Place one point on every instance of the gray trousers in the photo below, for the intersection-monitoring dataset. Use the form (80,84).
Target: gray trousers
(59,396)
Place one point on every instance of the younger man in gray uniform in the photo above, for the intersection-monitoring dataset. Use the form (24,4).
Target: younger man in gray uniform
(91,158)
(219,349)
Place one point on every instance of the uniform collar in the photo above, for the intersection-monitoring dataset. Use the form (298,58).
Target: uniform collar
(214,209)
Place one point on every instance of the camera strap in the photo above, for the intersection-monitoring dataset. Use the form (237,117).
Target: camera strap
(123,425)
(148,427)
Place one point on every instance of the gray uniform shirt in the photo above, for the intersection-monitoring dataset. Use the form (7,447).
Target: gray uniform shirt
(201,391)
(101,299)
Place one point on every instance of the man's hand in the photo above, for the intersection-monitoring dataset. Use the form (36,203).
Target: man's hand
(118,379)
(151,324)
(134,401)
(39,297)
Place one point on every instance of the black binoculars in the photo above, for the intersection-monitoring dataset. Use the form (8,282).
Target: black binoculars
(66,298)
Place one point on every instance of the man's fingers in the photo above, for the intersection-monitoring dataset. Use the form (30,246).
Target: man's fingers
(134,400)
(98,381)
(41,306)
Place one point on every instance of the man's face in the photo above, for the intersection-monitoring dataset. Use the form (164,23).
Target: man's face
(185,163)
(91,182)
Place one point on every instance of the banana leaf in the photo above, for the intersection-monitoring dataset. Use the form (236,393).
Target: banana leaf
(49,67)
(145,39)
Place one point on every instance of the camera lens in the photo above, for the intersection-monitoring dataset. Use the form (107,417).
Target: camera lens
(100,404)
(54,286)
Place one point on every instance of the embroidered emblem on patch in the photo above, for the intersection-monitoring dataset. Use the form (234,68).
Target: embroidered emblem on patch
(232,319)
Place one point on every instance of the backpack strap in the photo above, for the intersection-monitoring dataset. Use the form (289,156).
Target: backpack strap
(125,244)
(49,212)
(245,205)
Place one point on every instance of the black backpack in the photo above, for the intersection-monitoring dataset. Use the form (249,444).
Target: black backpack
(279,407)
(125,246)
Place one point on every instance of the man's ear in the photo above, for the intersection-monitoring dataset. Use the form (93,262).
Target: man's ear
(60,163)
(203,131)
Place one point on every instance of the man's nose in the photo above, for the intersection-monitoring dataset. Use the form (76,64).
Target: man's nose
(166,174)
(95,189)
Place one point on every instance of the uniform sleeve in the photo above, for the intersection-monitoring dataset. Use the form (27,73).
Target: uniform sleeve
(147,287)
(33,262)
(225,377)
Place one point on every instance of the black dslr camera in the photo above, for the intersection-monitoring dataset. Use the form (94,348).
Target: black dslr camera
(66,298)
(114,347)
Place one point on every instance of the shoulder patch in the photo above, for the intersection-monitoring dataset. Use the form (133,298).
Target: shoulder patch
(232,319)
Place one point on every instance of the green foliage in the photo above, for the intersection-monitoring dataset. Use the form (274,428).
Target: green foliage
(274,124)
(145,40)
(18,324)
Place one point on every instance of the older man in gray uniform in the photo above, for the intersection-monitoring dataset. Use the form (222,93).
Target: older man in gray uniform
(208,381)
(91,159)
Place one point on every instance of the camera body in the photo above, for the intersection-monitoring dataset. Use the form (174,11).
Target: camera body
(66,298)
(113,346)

■ WHAT TO WORK ON ■
Line by line, print the listing above exactly.

■ TASK RESPONSE ■
Place one point on every instance of the gray trousers in the photo below, for the intersection-monitoring dataset. Use the form (80,84).
Target: gray trousers
(59,396)
Place one point on every instance of the younger man in gray uniform in the photo above, for the intersection-monitoring dataset. Use the form (24,4).
Target: younger man in gray uniform
(91,158)
(219,349)
Place one point on every instance of the uniform collar in the photo above, for the intersection-monitoring dataset. Use the form (298,58).
Target: uniform collar
(214,209)
Place one point on every instance of the camera strap in the photo above, for the intersection-monitoring dataset. Use the form (237,117).
Target: camera strap
(123,425)
(148,427)
Place one point on every instance of the gray uniform shirt in the photo above, for the intersection-monitoring dataset. Use the form (7,447).
Target: gray uniform shirt
(201,391)
(101,299)
Place one point on every instance of the man's hand in the photo above, for the intersection-monitoring dataset. Use the form (36,203).
Target: man's hand
(118,379)
(151,324)
(134,401)
(39,297)
Place one point on every instance of the black binoculars in the photo above, for the intersection-monitoring dataset. Use the form (8,282).
Target: black binoculars
(66,298)
Place one point on every instance of the man's fingers in the photo above, for the intersection-monitoring dataset. Use the form (30,246).
Target: man's fingers
(134,400)
(98,381)
(41,306)
Place one point on every instance of the man's face in the photo above, for the intersection-monitoring dataset. Use the form (164,23).
Target: man's face
(185,163)
(91,182)
Place one point on every instance of the banana leaf in the photo above, for the intersection-monitoring dataset. Use the form (236,393).
Target: banana leaf
(49,67)
(145,39)
Place one point on every instance of the camera lens in the photo above, for the intersection-monitoring dataset. Use the form (107,417).
Target: camera lens
(100,404)
(54,286)
Place one point on every instance of the embroidered emblem on patch in the photo above, for the intersection-monitoring dataset. Use the form (234,68).
Target: embroidered emblem on patch
(232,319)
Place one point on every instance of the backpack strap in the photo above, for the intersection-monitoring dataset. Use the form (289,156).
Target: backpack strap
(125,244)
(49,212)
(245,205)
Place one point on every instance of the black backpack in the photo above, for the intersection-monitoring dataset. Use the form (249,444).
Target: black backpack
(279,407)
(125,246)
Place one point on every instance of the man's ear in the photo above, for the intersection-monitoring dataset. Use the form (93,262).
Target: man's ear
(60,163)
(203,131)
Place one point on every instance of the man's nose in the photo above, for the intersection-monitoring dataset. Use the form (76,64).
Target: man's nose
(166,174)
(95,189)
Place one point on every instance of the uniform sleeve in the photo above, for the intersection-monitoring dataset. Use the form (27,73).
Target: uniform sleeve
(147,287)
(33,262)
(225,377)
Place one point on every instance of the black dslr camera in the photo above, for the intersection-monitoring dataset. Use the form (94,348).
Target: black dslr camera
(66,298)
(114,347)
Place one point on every instance of the shoulder patch in the photo above, for the intersection-monitoring dataset. Use the form (133,298).
Target: shoulder patch
(232,319)
Place one point on every instance of the green foliage in the photo above, for the intersection-monitoring dataset. Use the form (274,428).
Target: green foliage
(274,124)
(145,40)
(18,324)
Place one point on every instance of the older man in gray uniform in the photo above, for the intersection-monitoring dataset. Use the form (222,93).
Target: older man in gray uniform
(208,381)
(91,159)
Place one point on every instance of the camera body in the photo above, for the intersection-monitoring dataset. Use the form (174,11).
Target: camera body
(66,298)
(113,346)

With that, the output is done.